- Named-object pointing records:
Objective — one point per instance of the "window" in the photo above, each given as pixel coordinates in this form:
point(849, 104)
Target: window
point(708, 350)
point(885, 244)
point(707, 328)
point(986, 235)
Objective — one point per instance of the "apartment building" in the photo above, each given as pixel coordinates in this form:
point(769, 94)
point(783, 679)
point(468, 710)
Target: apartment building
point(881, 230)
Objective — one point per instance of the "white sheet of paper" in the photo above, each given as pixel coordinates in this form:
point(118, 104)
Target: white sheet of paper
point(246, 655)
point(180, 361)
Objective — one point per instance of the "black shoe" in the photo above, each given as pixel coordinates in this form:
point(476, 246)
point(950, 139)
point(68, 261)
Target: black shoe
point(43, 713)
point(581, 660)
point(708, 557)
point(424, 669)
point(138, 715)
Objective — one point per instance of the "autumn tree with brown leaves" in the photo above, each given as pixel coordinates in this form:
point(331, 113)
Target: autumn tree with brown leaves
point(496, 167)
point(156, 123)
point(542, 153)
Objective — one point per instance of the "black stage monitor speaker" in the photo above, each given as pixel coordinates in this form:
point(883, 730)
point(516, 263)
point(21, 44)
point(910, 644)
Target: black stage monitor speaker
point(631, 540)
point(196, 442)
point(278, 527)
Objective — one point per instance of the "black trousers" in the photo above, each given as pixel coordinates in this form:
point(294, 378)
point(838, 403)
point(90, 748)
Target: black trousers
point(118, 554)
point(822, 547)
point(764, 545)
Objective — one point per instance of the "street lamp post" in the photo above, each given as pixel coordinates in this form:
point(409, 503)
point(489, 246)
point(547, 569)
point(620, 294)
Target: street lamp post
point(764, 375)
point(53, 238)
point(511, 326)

- AIM OF THE EXERCISE: Rewrite all of the entries above as a JSON list of strings, with one string for each line and any blank lines left out.

- ANSWER TO THIS PROBLEM:
[
  "Objective — one point per instance of the \"window\" in the photo above, each given as pixel coordinates in this form:",
  "point(849, 104)",
  "Target: window",
  "point(708, 350)",
  "point(885, 244)",
  "point(707, 328)",
  "point(986, 235)",
  "Objective — one point per instance of the \"apartment building\" in the photo above, each given as pixel coordinates in this form:",
  "point(769, 94)",
  "point(783, 679)",
  "point(468, 710)",
  "Target: apartment building",
  "point(881, 230)",
  "Objective — one point per instance of the \"white sheet of paper\" in the photo above, each given as pixel coordinates in this form:",
  "point(118, 104)",
  "Target: white sheet of paper",
  "point(246, 655)",
  "point(180, 361)",
  "Objective — one point per instance of the \"black shoe\" in the photo above, each given as pixel coordinates in this form:",
  "point(476, 246)",
  "point(950, 139)",
  "point(68, 261)",
  "Target: black shoe",
  "point(43, 713)",
  "point(581, 660)",
  "point(708, 557)",
  "point(424, 669)",
  "point(138, 715)",
  "Objective — one point per instance of the \"autumn tree with brown leaves\" in the photo above, each given as pixel coordinates in this form:",
  "point(331, 113)",
  "Target: autumn tree with brown leaves",
  "point(496, 167)",
  "point(156, 123)",
  "point(542, 153)",
  "Objective — one point per instance of the \"black stage monitor speaker\" in the photo above, each given as pixel coordinates in this form:",
  "point(883, 730)",
  "point(516, 263)",
  "point(21, 44)",
  "point(910, 644)",
  "Target: black stage monitor speaker",
  "point(631, 540)",
  "point(196, 442)",
  "point(278, 527)",
  "Objective — one point per instance of the \"black trousers\" in the photo above, each given as pixel coordinates in this form:",
  "point(294, 378)",
  "point(838, 403)",
  "point(90, 748)",
  "Target: black trousers",
  "point(118, 554)",
  "point(822, 547)",
  "point(764, 545)",
  "Objective — one point per instance of the \"street lamp post\" in the photo above, each given as pixel coordinates in this form:",
  "point(409, 503)",
  "point(489, 246)",
  "point(547, 569)",
  "point(620, 294)",
  "Target: street lamp post",
  "point(764, 375)",
  "point(53, 238)",
  "point(511, 326)"
]